::: Sumber :::

MENGIKUTI dari dekat pemilu presiden Amerika saat ini, saya merasa sungguh beruntung. Soalnya, inilah pemilu yang paling krusial bagi rakyat Amerika; yang akan menentukan wajah imperium ini ke depan.
Saya mencatat, ada tiga hal besar yang menghinggapi Amerika saat ini: (1) krisis ekonomi yang parah; (2) masalah perang melawan terorisme yang tidak menunjukkan tanda-tanda akan menang; dan (3) masalah imigrasi yang tak pernah bisa diselesaikan dengan tuntas.
Sejak masa kampanye presiden digelar pada Juli lalu, ketiga tema di atas menjadi ajang jualan isu dari capres Barack Obama dan John McCain. Tetapi, dua isu pertama lebih dominan ketimbang isu ketiga. Di bidang ekonomi, sepertinya tampak perbedaan dari dua kandidat. Obama jualan populisme dan peran negara yang besar dalam distribusi kekayaan; sementara McCain muncul dengan jualan isu konservartif dan negara minimalis. Jika Obama mencitrakan dirinya sebagai sosok yang peduli pada kelas menengah dan rakyat miskin Amerika, maka McCain mencitrakan dirinya sebagai sosok yang peduli pada kelas menengah dan kaum kaya-raya; jika Obama pro-perubahan, maka McCain pro-kemapanan; jika Obama membawa harapan, maka McCain menyajikan kemandekan.

::: Daftar Data :::

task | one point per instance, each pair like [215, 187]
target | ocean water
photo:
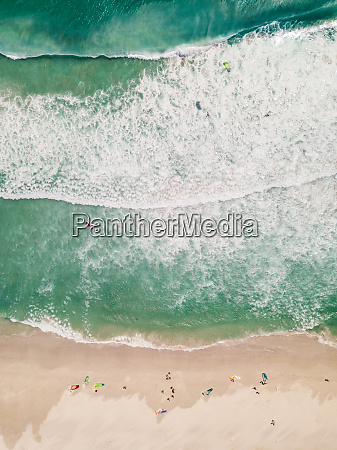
[98, 116]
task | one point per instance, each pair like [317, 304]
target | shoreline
[7, 328]
[38, 411]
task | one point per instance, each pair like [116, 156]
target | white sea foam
[154, 148]
[48, 325]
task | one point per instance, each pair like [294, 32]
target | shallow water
[107, 137]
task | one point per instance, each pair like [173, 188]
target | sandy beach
[37, 410]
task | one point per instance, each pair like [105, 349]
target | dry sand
[37, 411]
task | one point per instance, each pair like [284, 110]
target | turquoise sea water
[106, 136]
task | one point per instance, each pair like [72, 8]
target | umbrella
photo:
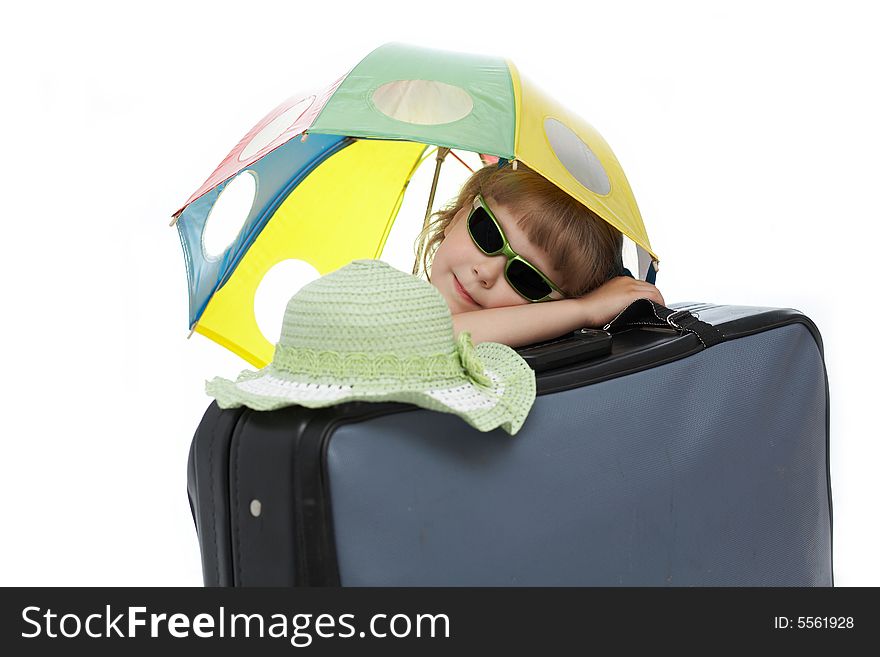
[324, 173]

:::

**Petunjuk Latihan**: Sebutkan semua hal besar yang menurut teks tentang pemilu presiden Amerika di atas sedang menghinggapi Amerika.

**Jawaban Tertulis**:
1. Krisis ekonomi yang parah.
2. Masalah perang melawan terorisme yang tidak menunjukkan tanda-tanda akan menang.
3. Masalah imigrasi yang tak pernah bisa diselesaikan dengan tuntas.